RECORD SET below:

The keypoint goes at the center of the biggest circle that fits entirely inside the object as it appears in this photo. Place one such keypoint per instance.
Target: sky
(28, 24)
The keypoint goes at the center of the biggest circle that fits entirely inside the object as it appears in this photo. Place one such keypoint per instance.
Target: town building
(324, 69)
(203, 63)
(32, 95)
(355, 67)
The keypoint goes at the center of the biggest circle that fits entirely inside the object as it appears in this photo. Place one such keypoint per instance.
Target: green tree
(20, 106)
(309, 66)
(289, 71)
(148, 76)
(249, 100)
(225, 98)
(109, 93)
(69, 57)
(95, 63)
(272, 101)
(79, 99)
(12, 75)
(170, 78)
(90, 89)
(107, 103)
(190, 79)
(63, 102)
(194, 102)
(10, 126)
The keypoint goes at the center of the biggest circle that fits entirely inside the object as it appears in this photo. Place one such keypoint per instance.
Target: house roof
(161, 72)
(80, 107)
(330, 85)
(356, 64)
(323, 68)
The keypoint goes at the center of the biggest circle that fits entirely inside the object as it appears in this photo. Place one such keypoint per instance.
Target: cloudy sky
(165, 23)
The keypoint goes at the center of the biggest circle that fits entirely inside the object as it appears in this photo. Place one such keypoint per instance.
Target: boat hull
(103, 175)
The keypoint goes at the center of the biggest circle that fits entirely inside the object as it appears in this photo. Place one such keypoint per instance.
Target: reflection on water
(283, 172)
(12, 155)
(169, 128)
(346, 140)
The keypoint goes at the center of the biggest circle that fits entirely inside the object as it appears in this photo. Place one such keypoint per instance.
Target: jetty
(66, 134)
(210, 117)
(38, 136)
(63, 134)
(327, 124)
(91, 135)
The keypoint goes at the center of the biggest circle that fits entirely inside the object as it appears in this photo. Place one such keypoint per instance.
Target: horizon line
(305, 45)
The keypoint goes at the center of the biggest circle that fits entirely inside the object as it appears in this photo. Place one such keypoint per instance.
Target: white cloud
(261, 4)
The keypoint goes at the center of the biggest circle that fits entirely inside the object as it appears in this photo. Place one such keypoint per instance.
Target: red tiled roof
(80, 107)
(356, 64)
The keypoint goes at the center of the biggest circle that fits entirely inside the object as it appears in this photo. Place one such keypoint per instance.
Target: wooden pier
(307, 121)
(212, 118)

End of RECORD SET.

→ **EXERCISE DESCRIPTION**
In your answer, repeat each of the records exactly.

→ **OUTPUT OF THE TASK**
The keypoint goes at the center of the biggest circle that fits entirely inside the object as it appears in this photo. Place one such keypoint per instance.
Target: sky
(28, 24)
The keypoint goes at the center of the biggest circle that fits entirely inside the object as it appears in this photo. Place one such keypoint per instance.
Target: town building
(324, 69)
(203, 63)
(32, 95)
(355, 67)
The keypoint goes at the center of the biggest circle that fits entirely inside the object as it appears in this photo. Place one such keypoint per instance.
Target: green tree
(20, 106)
(309, 66)
(289, 71)
(148, 76)
(249, 100)
(225, 98)
(109, 93)
(69, 57)
(95, 63)
(272, 101)
(79, 99)
(12, 75)
(170, 78)
(90, 89)
(107, 103)
(190, 79)
(63, 102)
(194, 102)
(10, 126)
The keypoint goes at the center of the biggest circle that fits entirely inside the object as it appears in this photo. Place one such keypoint per instance.
Target: house roof
(161, 72)
(80, 107)
(330, 85)
(356, 64)
(323, 68)
The keypoint goes at the center of the biggest circle that fits entirely inside the object as it appears in this photo. Place one such keypoint per instance.
Target: cloudy sky
(165, 23)
The keypoint goes at the center of the biggest circle that fits entirely inside the object as it appears in this photo. Place one such keypoint per instance.
Target: boat hull
(103, 175)
The keypoint goes at the center of the biggest circle that fits entirely inside the object as it appears in this photo. Place one such keypoint per instance.
Target: reflection on water
(283, 172)
(12, 155)
(169, 128)
(346, 140)
The keypoint goes at the center of the biggest circle that fits entirely inside the object as it appears in this photo. Place one such keypoint per instance.
Target: jetty
(66, 134)
(210, 117)
(38, 136)
(63, 134)
(327, 124)
(91, 135)
The keypoint goes at the center of the biggest circle that fits entirely inside the object as it appears in this photo. Place one such keypoint per instance.
Target: horizon line
(305, 45)
The keypoint goes at the center of the biggest circle that fits entirely inside the object as it appears in this photo. Place one such keypoint per instance.
Target: white cloud
(261, 4)
The keypoint goes at the center of the biggest circle that fits entirely inside the object as it appears in this photo. Place one such keypoint per instance.
Target: red tiled roof
(80, 107)
(356, 64)
The keypoint goes at the center of the biggest circle that fits entirely inside the object as it appears in this photo. Place one such keypoint per instance.
Target: wooden pier
(307, 121)
(212, 118)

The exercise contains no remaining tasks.